■ **Dokumen Sumber**
════════════════════

JAKARTA – Pengukuhan Guru Besar Universitas Nasional (UNAS) Jakarta, menjadi momentum bagi Prof. Dr. Drs. H.Ganjar Razuni, SH, M.Si menyampaikan kritik tajam terhadap kondisi politik dan demokrasi Indonesia saat ini. Dalam orasi ilmiahnya, ia mempertanyakan arah sistem politik kenegaraan yang kian menjauh dari cita-cita para pendiri bangsa.
“Kenapa biaya politik begitu mahal sekarang? Apakah sistem politik kenegaraan yang kita bangun ini sudah sesuai dengan cita-cita pendiri negara?” ujar Prof. Ganjar membuka orasinya di hadapan civitas akademika UNAS Jakarta, Selasa, 19 Agustus 2025.
UNAS Jakarta di tahun ini mengukuhan Guru Besar Bidang Ilmu Politik kepada yang terpelajar Prof. Dr. Drs. Adv.Ganjar Razuni, SH, M. Si. Orasi disampaikan di hadapan sidang terbuka di auditorium Unas, Jl. Sawo Manila, Jakarta Selatan.
Ganjar Razuni merupakan politisi Partai Golkar dengan pengalaman kerja dan organisasi di antaranya Sekretaris Dewan Pakar Partai Golkar 2016-2024, Wakil Ketua Umum PPK Kosgoro 1957, Ketua Bidang Sosial DPP PA GMNI, Wakil Sekretaris Jenderal DPP AMPI 1994-2003, Sekretaris Anggota Dewan Pertimbangan Presiden RI 2019-2024, Staf Khusus Menko Kesra RI 2009-2014, Anggota DPR/ MPR RI 1997-1999 dan saat ini Ganjar Razuni Wakil Ketua Balitbang DPP Partai Golkar Periode 2024-2029.
Peran Tokoh
Berbicara demokrasi Indonesia saat ini, Prof. Ganjar Razuni, menyinggung peran besar tokoh pendiri negara, Margono Djojohadikusumo, kakek Presiden RI Prabowo Subianto, serta Prof. Soemitro Djojohadikusumo, salah satu pendiri UNAS, yang menurutnya memiliki visi kenegaraan yang berpijak pada Pancasila.
Namun, menurutnya, kenyataan politik hari ini justru menyimpang dari cita-cita awal tersebut. “Sekarang ini muncul praktik-praktik demokrasi ultra liberal, biaya politik yang begitu tinggi, hingga keadaan di mana negara tunduk pada oligarki. Bahkan, istilah demokrasi cukong kini menjadi fenomena yang nyata,” tegasnya.
Ia menjelaskan bahwa fenomena “demokrasi cukong” telah menggeser posisi negara dari pengendali utama menjadi pihak yang dikendalikan. Ia mengutip pandangan sejumlah pakar, termasuk Prof. Yuddy Chrisnandi dalam tulisannya Negara dalam Cengkraman Oligarki serta Prof. Jimly Asshiddiqie yang menulis panjang lebar mengenai bahaya oligarki dalam demokrasi.

════════════════════

■ **Data Tercatat**
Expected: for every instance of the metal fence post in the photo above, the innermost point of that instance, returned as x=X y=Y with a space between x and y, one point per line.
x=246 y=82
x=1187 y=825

════════════════════

■ **Tugas yang Dikerjakan**
1. Jawab pertanyaan berikut berdasarkan berita pengukuhan Guru Besar UNAS:
(a) Di mana orasi ilmiah itu disampaikan?
(b) Apa jabatan Ganjar Razuni di Partai Golkar untuk periode 2024-2029?
(c) Siapa penulis tulisan Negara dalam Cengkraman Oligarki?
2. Tuliskan lanjutan berita pengukuhan Guru Besar UNAS mulai setelah kalimat terakhirnya.

■ **Jawaban per Tugas**
1.
(a) Di auditorium Unas, Jl. Sawo Manila, Jakarta Selatan.
(b) Wakil Ketua Balitbang DPP Partai Golkar.
(c) Prof. Yuddy Chrisnandi.

2.
“Jika dulu oligarki tunduk pada negara, hari ini justru negara tunduk pada oligarki. Ada tangan-tangan tak terlihat, yang oleh para ilmuwan politik disebut sebagai the shadow state atau negara bayangan. Inilah dampak negatif demokrasi cukong, negara menjadi lemah dan digerakkan oleh kekuatan informal yang tidak akuntabel,” jelasnya.
Lebih lanjut, ia mencontohkan Rusia yang pernah mengalami dominasi oligarki namun berhasil mengembalikan kendali negara di bawah kepemimpinan Vladimir Putin. Menurutnya, Indonesia masih berjuang keluar dari cengkeraman oligarki politik dan ekonomi yang semakin kuat.
“Cukongisme politik bukan sekadar sponsor kampanye, tapi telah menjelma menjadi kekuatan sistemik yang menentukan arah politik nasional. Aktor-aktor ekonomi yang seharusnya berada di luar arena politik justru menjadi penentu utama kebijakan negara,” ungkap Prof. Ganjar menekankan.
Ia menegaskan, kondisi ini berbahaya bagi masa depan demokrasi Indonesia, karena menempatkan negara formal yang diatur dalam konstitusi berjalan sejajar, bahkan kerap tunduk, pada negara informal yang dibentuk oleh kekuatan oligarki.
Kelahiran Jombang
Ganjar Razuni kelahiran Jombang, Jawa Timur telah berhasil menorehkan prestasi akademik di UNAS Jakarta. Dari 444 dosen, ia berhasil menempatkan posisi jadi Guru Besar Ke 22 Di Universitas Nasional ( UNAS) Jakarta.
Universitas Nasional (UNAS) Jakarta didirikan pada tanggal 15 Oktober 1949. Awalnya, UNAS bernama Akademi Nasional, dan didirikan tokoh-tokoh yang tergabung dalam Perkumpulan Memajukan Ilmu dan Kebudayaan (PMIK). UNAS merupakan perguruan tinggi swasta tertua di Jakarta dan kedua tertua di Indonesia.
Saat pengukuhan guru besar di Unas, tampak DR. Dr. HR Agung Laksono di antara undangan kehormatan yang hadir dan menyimak orasi ilmiah Prof. Ganjar Razuni. (*)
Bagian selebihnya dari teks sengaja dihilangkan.